Reproduce each of the rows below word for word, leaving out the pictures.
**** Material for the task ****
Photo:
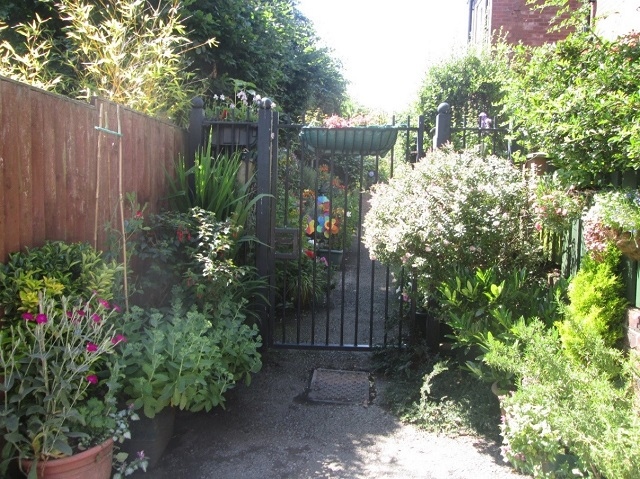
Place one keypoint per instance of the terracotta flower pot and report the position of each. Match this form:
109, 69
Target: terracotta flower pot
94, 463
****
• _Output for this exercise_:
Photo:
Place one keypoint per instance of the terracotta flower pot and report the position of each. Match this form:
109, 69
Target: terracotta flower pot
94, 463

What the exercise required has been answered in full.